_THE REQUEST_
Render every line of the records below as a numbered list, leaving out any blank lines.
— BEGIN ENTRIES SUPPLIED —
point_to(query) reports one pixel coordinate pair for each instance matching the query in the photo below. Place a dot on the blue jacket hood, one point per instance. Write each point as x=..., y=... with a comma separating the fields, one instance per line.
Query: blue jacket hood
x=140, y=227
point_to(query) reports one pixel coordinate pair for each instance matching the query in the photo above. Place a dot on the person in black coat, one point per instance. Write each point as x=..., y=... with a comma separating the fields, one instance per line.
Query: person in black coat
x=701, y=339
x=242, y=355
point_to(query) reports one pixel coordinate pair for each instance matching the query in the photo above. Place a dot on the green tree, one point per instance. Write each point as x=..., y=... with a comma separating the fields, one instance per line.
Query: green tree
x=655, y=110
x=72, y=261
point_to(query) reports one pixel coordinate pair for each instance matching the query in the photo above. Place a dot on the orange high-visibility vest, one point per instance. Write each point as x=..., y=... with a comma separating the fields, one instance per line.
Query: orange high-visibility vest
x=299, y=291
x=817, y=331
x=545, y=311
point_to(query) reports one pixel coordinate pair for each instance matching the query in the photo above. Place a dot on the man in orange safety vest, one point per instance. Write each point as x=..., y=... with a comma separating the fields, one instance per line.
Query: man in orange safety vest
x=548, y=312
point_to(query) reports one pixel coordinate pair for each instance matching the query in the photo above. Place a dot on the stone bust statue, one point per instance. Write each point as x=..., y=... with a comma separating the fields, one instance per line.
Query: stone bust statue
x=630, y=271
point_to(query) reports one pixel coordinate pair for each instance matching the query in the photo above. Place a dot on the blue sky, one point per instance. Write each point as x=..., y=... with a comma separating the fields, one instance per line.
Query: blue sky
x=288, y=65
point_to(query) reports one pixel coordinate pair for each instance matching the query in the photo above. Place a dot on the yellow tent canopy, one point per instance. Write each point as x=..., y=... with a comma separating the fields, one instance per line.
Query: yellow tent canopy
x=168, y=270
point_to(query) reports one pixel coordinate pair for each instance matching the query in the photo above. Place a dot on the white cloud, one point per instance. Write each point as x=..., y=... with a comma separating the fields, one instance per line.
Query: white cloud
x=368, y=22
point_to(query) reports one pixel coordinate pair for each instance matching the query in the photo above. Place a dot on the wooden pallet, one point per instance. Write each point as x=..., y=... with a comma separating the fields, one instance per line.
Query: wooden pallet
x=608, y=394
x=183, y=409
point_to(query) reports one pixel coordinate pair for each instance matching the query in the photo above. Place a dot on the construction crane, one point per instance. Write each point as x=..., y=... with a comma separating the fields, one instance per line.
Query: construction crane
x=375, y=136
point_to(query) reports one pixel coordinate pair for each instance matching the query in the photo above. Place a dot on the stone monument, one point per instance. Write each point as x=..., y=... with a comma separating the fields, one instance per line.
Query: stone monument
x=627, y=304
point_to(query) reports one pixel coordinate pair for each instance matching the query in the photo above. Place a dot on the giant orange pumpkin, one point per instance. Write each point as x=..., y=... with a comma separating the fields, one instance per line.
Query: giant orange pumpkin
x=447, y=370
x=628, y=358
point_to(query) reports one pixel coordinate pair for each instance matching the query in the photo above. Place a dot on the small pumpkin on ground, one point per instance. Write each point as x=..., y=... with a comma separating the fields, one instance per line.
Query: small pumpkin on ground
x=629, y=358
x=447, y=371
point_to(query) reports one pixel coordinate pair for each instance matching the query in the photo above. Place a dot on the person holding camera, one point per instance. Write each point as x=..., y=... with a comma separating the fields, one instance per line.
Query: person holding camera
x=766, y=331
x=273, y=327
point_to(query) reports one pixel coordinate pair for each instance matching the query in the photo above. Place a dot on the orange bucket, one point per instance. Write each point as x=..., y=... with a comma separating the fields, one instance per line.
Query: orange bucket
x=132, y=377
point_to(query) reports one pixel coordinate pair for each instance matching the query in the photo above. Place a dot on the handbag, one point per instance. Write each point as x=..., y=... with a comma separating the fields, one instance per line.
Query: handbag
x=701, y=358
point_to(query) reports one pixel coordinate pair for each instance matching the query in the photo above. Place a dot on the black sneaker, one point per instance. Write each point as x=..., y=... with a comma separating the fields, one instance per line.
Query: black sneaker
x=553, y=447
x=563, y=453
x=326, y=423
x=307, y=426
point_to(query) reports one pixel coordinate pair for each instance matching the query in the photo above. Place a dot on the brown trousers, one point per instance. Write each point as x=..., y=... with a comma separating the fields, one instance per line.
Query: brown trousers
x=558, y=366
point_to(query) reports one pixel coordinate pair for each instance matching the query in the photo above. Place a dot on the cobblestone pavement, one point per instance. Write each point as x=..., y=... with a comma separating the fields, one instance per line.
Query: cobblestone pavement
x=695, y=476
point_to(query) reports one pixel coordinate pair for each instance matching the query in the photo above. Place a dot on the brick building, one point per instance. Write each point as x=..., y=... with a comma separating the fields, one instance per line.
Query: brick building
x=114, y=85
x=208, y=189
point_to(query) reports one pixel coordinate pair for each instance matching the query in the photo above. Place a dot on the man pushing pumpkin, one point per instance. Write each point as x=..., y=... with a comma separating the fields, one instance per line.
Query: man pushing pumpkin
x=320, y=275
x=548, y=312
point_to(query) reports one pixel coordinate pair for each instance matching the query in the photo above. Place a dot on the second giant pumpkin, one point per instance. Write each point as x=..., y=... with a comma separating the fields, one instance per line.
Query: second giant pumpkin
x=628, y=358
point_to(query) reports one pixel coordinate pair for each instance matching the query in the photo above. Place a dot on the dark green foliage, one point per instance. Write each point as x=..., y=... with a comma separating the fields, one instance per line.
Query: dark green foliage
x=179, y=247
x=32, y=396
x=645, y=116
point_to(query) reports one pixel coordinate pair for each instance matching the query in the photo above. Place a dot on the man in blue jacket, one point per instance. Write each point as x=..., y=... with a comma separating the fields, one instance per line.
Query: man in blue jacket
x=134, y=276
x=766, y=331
— END ENTRIES SUPPLIED —
_EXERCISE RESULT_
1. point_to(query) reports one pixel coordinate pair for each instance matching the query in the photo below. Place a dot on the blue jacket hood, one point per instance. Write each point as x=..., y=... with a comma separating the fields, one instance per line.
2. Query: blue jacket hood
3. x=140, y=227
4. point_to(query) reports one pixel coordinate pair for each instance matching the query in the photo above. Place a dot on the person in black coat, one point per instance. Write each point as x=..., y=... with a comma separating the fields, one instance per line.
5. Query: person in black coat
6. x=701, y=339
7. x=242, y=355
8. point_to(query) reports one pixel coordinate pair for each instance matching the query in the photo above. Place a dot on the green tree, one point per instance. Write each point as x=..., y=... with a comma separating the fields, one instance per line.
9. Query: green tree
10. x=655, y=110
11. x=72, y=261
12. point_to(query) reports one pixel coordinate pair for each instance matching the query in the photo above. Place a dot on the orange high-visibility vest, one point per instance. Write each point as x=..., y=... with a comma separating the fields, one instance per line.
13. Query: orange high-visibility vest
14. x=299, y=291
15. x=817, y=331
16. x=545, y=311
17. point_to(query) reports one pixel coordinate pair for each instance matching the query in the photo above. Place a dot on the man in orange safety vest, one point per instance. Write each point as x=..., y=... with a comma separating the fields, one instance per line.
18. Query: man in orange safety vest
19. x=548, y=312
20. point_to(query) reports one pixel coordinate pair for each instance matching the query in the photo above. Place a dot on the stone bust statue, one point per instance. Write each point as x=..., y=... with a comma separating the fields, one instance per line.
21. Query: stone bust statue
22. x=630, y=271
23. point_to(query) reports one pixel coordinate pair for each instance matching the query in the photo above. Place a dot on the blue sky, one point per instance. Write each point as x=..., y=... with a comma separating the fields, one instance per line.
24. Query: blue sky
25. x=288, y=65
26. point_to(query) reports one pixel coordinate pair for each instance matching the query in the photo above. Place a dot on the yellow tent canopy, one point per instance. Write each point as x=..., y=... with a comma separating the fields, one instance per line.
27. Query: yellow tent canopy
28. x=168, y=270
29. point_to(query) reports one pixel coordinate pair for each instance matching the query in the photo above. Place a dot on the white cloud, one point per instance. Write each point as x=..., y=... with a comma separating the fields, one instance per line.
30. Query: white cloud
31. x=368, y=22
32. point_to(query) reports one pixel coordinate pair for each instance matching the query in the photo above. Place a dot on the wooden pallet, one point per instance. Write each point as x=..., y=... with a comma separating the fields, one instance per line.
33. Query: wooden pallet
34. x=608, y=394
35. x=183, y=409
36. point_to(query) reports one pixel coordinate pair for each instance matching the query in the photo above. Place a dot on the construction crane, one point per instance. Write each point as x=..., y=... with a comma separating the fields, one instance per line.
37. Query: construction crane
38. x=375, y=136
39. point_to(query) reports one pixel coordinate pair for each instance matching the query in the photo above. Place a dot on the stone monument, one point per instance. Write each point as x=..., y=... with a comma separating the fields, one instance per line.
40. Query: stone monument
41. x=627, y=304
42. point_to(query) reports one pixel coordinate pair for each instance matching the query in the photo above. Place a dot on the giant orange pumpkin, one point per instance. Write each point as x=..., y=... with a comma separating the fields, one instance per line.
43. Query: giant orange pumpkin
44. x=447, y=370
45. x=628, y=358
46. point_to(query) reports one pixel coordinate pair for each instance matching the query in the photo above. Place a dot on the small pumpkin on ground, one point per instance. Write each point as x=..., y=... with a comma separating the fields, one instance per line.
47. Query: small pumpkin on ground
48. x=629, y=358
49. x=447, y=371
50. point_to(query) reports one pixel coordinate pair for each instance matching the query in the photo above. Place a dot on the person holding camera, one point per instance. Write each point as x=..., y=... with a comma separating the fields, one instance per line.
51. Query: person holding camera
52. x=766, y=331
53. x=273, y=327
54. point_to(query) reports one pixel coordinate pair for each instance matching the query in the photo above. Place a dot on the orange bucket, one point per instance. Write each point as x=..., y=... with a comma separating the fields, one instance per line.
55. Query: orange bucket
56. x=132, y=377
57. point_to(query) reports one pixel coordinate pair for each instance matching the query in the photo above. Place a dot on the handbag, one point per instance. Write each point as x=..., y=... with a comma separating the fields, one instance per line.
58. Query: handbag
59. x=701, y=358
60. point_to(query) reports one pixel coordinate pair for each instance matching the query in the photo above. Place a dot on the black sneaker, one point per instance. Write each point as x=..., y=... with a comma separating the fields, one instance per line.
61. Query: black sneaker
62. x=553, y=447
63. x=563, y=453
64. x=326, y=423
65. x=307, y=426
66. point_to(query) reports one pixel coordinate pair for each instance matching the query in the photo above. Place a dot on the brown trousers, one point per instance. Write each point as x=..., y=... with a comma separating the fields, one instance per line.
67. Query: brown trousers
68. x=558, y=366
69. point_to(query) reports one pixel coordinate pair for each instance matching the query in the photo above. Place a dot on the cobblestone pavement, one point per instance. Write each point as x=..., y=... with a comma separating the fields, one instance per line.
70. Query: cobblestone pavement
71. x=695, y=476
72. point_to(query) reports one pixel coordinate pair for each instance matching the query in the photo above. Place a dot on the brick building, one point per instance. Write each point as x=..., y=... with a comma separating the fields, one instance per line.
73. Query: brick building
74. x=114, y=85
75. x=208, y=189
76. point_to(query) reports one pixel coordinate pair for each instance matching the query in the photo above. Place a dot on the man pushing pumpkin, one point per instance. Write each point as x=..., y=... with a comma separating the fields, one instance per line.
77. Query: man pushing pumpkin
78. x=320, y=275
79. x=548, y=312
80. point_to(query) reports one pixel coordinate pair for each instance matching the query in the photo above. Place a dot on the second giant pumpkin, one point per instance. Write each point as x=..., y=... with a comma separating the fields, one instance per line.
81. Query: second giant pumpkin
82. x=628, y=358
83. point_to(query) reports one pixel coordinate pair for each instance matching the query in the photo above. Place a dot on the dark green foliage, one point per instance. Write each point as x=..., y=... with a comma separating the fields, one instance per line.
84. Query: dark green foliage
85. x=179, y=247
86. x=32, y=396
87. x=645, y=116
88. point_to(query) reports one pixel coordinate pair for each instance matching the query in the photo above. Place a dot on the man in blue jacket, one point per instance. Write each point as x=..., y=... with a comma separating the fields, one instance per line.
89. Query: man in blue jacket
90. x=134, y=276
91. x=766, y=331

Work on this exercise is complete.